What this task involves >> With images excluded, write out each entry below exactly as given.

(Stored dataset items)
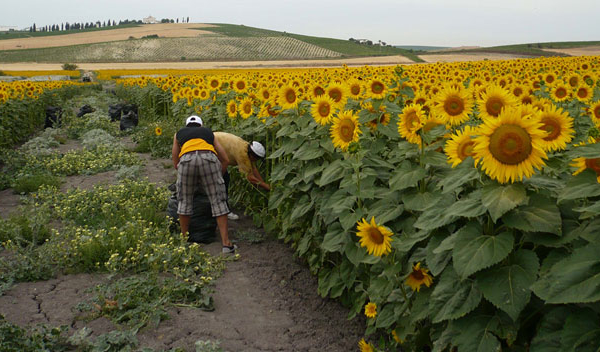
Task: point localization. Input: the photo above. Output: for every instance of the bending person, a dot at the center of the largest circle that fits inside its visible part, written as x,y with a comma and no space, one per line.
200,160
244,155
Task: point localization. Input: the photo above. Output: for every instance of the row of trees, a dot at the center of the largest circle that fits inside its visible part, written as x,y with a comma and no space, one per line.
98,24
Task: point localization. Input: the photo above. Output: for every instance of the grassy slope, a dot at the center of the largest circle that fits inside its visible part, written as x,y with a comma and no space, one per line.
532,49
18,35
344,47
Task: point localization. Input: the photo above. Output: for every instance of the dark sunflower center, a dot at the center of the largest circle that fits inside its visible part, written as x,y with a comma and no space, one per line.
593,164
417,275
510,144
494,105
377,87
290,96
336,95
412,120
454,106
376,236
552,127
573,81
465,149
324,109
347,130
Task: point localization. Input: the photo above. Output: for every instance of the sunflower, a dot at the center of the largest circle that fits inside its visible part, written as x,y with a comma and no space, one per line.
510,147
232,109
559,127
493,100
376,89
365,346
411,120
246,108
583,93
338,93
595,112
345,130
453,105
355,88
460,146
288,97
559,92
322,110
418,277
371,310
376,238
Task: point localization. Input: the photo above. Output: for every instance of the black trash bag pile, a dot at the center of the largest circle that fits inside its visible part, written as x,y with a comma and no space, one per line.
53,116
129,119
86,109
202,224
114,111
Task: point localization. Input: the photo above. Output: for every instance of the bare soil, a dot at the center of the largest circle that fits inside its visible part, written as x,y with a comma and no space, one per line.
168,30
265,301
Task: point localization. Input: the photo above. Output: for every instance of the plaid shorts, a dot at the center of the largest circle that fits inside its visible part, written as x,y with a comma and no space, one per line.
200,168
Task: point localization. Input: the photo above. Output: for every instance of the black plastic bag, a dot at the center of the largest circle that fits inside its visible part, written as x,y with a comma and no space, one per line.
86,109
53,116
202,224
128,121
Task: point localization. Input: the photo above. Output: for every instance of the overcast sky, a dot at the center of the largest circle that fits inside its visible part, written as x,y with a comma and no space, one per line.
399,22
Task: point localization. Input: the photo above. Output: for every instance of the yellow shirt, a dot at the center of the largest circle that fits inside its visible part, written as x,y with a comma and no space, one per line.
237,151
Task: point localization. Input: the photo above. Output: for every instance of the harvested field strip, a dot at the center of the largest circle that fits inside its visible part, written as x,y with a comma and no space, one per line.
167,49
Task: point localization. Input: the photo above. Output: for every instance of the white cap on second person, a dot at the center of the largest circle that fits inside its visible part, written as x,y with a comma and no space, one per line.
258,149
193,119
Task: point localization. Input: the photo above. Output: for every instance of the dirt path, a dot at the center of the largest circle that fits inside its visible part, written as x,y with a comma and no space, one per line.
265,301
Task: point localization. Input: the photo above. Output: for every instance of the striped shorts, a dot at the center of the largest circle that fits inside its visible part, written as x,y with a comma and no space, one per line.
200,168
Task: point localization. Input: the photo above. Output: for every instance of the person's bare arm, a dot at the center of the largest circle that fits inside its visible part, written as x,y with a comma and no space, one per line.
175,151
221,154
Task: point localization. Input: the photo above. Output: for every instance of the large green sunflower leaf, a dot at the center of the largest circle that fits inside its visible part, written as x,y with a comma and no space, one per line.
507,286
407,177
500,199
547,338
473,250
475,334
453,298
540,215
575,279
460,175
584,185
581,332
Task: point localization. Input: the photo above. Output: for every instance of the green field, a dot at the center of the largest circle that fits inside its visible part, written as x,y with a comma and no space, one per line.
344,47
23,34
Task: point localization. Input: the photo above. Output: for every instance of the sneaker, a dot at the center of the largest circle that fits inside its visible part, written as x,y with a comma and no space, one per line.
229,249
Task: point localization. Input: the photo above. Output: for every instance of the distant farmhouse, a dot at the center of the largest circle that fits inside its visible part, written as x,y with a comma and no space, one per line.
149,20
8,28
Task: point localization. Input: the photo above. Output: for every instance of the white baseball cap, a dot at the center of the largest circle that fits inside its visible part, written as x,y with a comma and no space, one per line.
193,119
257,149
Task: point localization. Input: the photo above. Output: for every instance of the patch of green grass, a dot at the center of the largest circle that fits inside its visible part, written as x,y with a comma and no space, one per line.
344,47
24,34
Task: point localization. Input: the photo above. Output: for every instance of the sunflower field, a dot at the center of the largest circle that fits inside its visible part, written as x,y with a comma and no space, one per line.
454,205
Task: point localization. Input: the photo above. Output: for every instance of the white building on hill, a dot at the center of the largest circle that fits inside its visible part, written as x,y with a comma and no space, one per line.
149,19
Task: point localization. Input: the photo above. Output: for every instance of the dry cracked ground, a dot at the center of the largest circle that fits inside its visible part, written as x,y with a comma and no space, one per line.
265,301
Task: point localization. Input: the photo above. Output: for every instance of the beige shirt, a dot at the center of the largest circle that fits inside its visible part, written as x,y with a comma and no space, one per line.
237,151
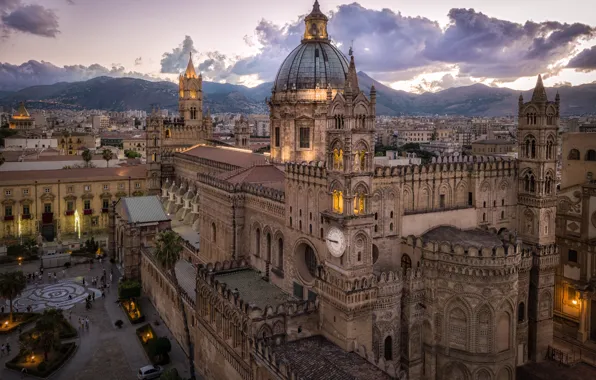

Response area >>
Task: point localization. Input: the photo above. Output: for every instance of the bending person, a dot at the center of the largest circle that fits inside its visible part, written as x,y with a comma and no space, one per line.
200,160
244,155
Task: point localization. Input: the photo above. Output: for every instance of the row of trees, a dot at the center of the largest circle that fits inside its visible part, written as x,y with a comma and no space, one per line.
98,24
Task: point localization. Input: the photo above. Output: for every instance of the grassy slope, a dot at the center of the largest circle that fits inside its visible part, written as x,y with a comma and no space, one per line.
532,49
18,35
344,47
Task: point localization. Input: the photo above. Output: for every instance of the dark sunflower center, a dot at the center of the largest circle that fits inside its visible part, written as x,y with a comma and no space, one per line.
593,164
417,275
510,144
494,105
377,87
290,96
336,95
412,120
454,106
376,236
552,127
573,81
465,149
324,109
347,130
Task: point localization. Input: the photo above. Output: for every instance of the sunflower, a dot at the center of the largest circle that fits inside its visible part, written as x,y with a comma and no space, one per line.
510,147
232,109
559,127
493,100
376,89
365,346
411,120
246,108
583,93
338,93
595,112
345,130
453,105
355,88
460,146
288,97
559,92
322,110
418,277
371,310
376,238
Task: point localization. Input: the photo above. Output: for every instance of the black trash bag pile, a dot at the center of the largest circle that fits inside its visible part, written as x,y with a comma and no space, one per line.
53,116
129,119
86,109
202,224
114,111
Task: point localization. Input: the photo above. Output: for every instance of the bare soil, a dot at the center of the largest circle that fits inside its visible part, written as x,y with a comma and no space, one per line.
168,30
265,301
Task: point localization. Input: the photo above. Output: for every instance of the plaid shorts, a dot at the center of the largest circle that fits inside its visible part, written as x,y with a comma and no space, one per line.
200,168
Task: point localization. Input: the photo above. Output: for every instance of the black plastic bag, a dot at the center of the largest circle that fits inside its visible part, written as x,y with a comma and no space, one per line.
86,109
53,116
202,224
128,121
Task: point localization. Input: the photo above. Output: for every instance of the overcast sky, a dot at the center of the largest circle that fits inside its visible part, written as x,y with a comma and no space, one per line.
399,22
Task: point localization. Input: the photo above. Output: for every instance of the yellow shirt, a dot at the center of the largest circle that fits inside its visible part, written as x,y with a comma and no space, one per line.
237,151
Task: point localization. Input: the photo above. Output: for every instance of the harvested field strip, a dot at the center of the largest circle that fits inside its visible part, written as x,y with a comma and no space, one per line.
167,49
Task: point localization. Input: the photo above. Output: for every instance of the white cap on second person, a dot at the center of the largest circle that fits inside its visible part, written as x,y with a comma and no space, one per line.
258,149
193,119
Task: point localization. Input: the photo above. Output: for every instance of the dirt path, a dot at the center of the largest circle that fits inside its visible part, written as x,y with a comma and no space, one per line.
265,301
Task: point localization. Input: the photo above. Output: for every instance of the striped shorts, a dot at the center of the largest circle that fits inside its visible part, written as x,y with a comma and no space, one per line.
200,168
Task: point localization. Input: the photo above. Output: for every instance of the person's bare arm, a dot at the center of the largest circle that fits inside its visible part, written as x,y with a comma and no space, one per line.
175,151
221,154
Task: point localization. Input: the photo above. Output: for every instance of the large green sunflower leaf, a dot at the center of the largest circle that fits inside its visible part, written as x,y with a comma and no space, one per line.
507,286
407,177
500,199
547,338
473,250
475,334
453,298
540,215
575,279
460,175
584,185
581,332
Task: point localization. Input: the photo above. Output: for every instance of the green field, a dot at the center of the largest circle that fits inside its visible part, written as x,y with a comma and no space, one per line.
344,47
23,34
Task: point localization. Input: the photo above. Output: for every instance of the sneaker, a dot at the center of the largest circle that fits inside its visible part, written as x,y with a comma and no space, one per line.
229,249
Task: point localization. Input: the photo above. Output: for every instance of the distant farmhouse, a dot at the center of the largest circle that fits inside its visible part, written as x,y with a comma and no space, one per line.
149,20
8,28
Task: point localization. Input: the photo above. Output: for every instance of the white baseball cap, a dot at the center of the largest circle that fits inside its visible part, written as x,y with a comma and no space, one per line.
193,119
257,149
Task: point localization. Input: the photo above. Output: for every instance of the patch of green grass, a dot at the center of the largest circle that fits inside its visible part, written as x,y with a comma and no space, one per line.
344,47
24,34
Task: point localization. Input: the photo above. Output: for every instance of the sunflower field, a dot at the center of the largest circle that fits inside its visible part, written as x,y with a comma and no space, one per line.
454,205
Task: point localization. Input: the photo above. Output: for every instance of the white building on hill, a dot at the center of the largest circle that fits inside its visible part, written as x,y with a comma and no space, one per line.
149,19
Task: point localization. Input: the photo above. Output: for every instance of the dry cracked ground, a dot at the center of the largest circle that fits inside its visible part, written as x,y with a comma and no space, one per line.
265,301
Task: point localization. Input: the photo above. Output: for every instance of the beige shirt, a dot at the center of the largest circle that fits inside its visible part, written as x,y with a comma and no space, one per line.
237,151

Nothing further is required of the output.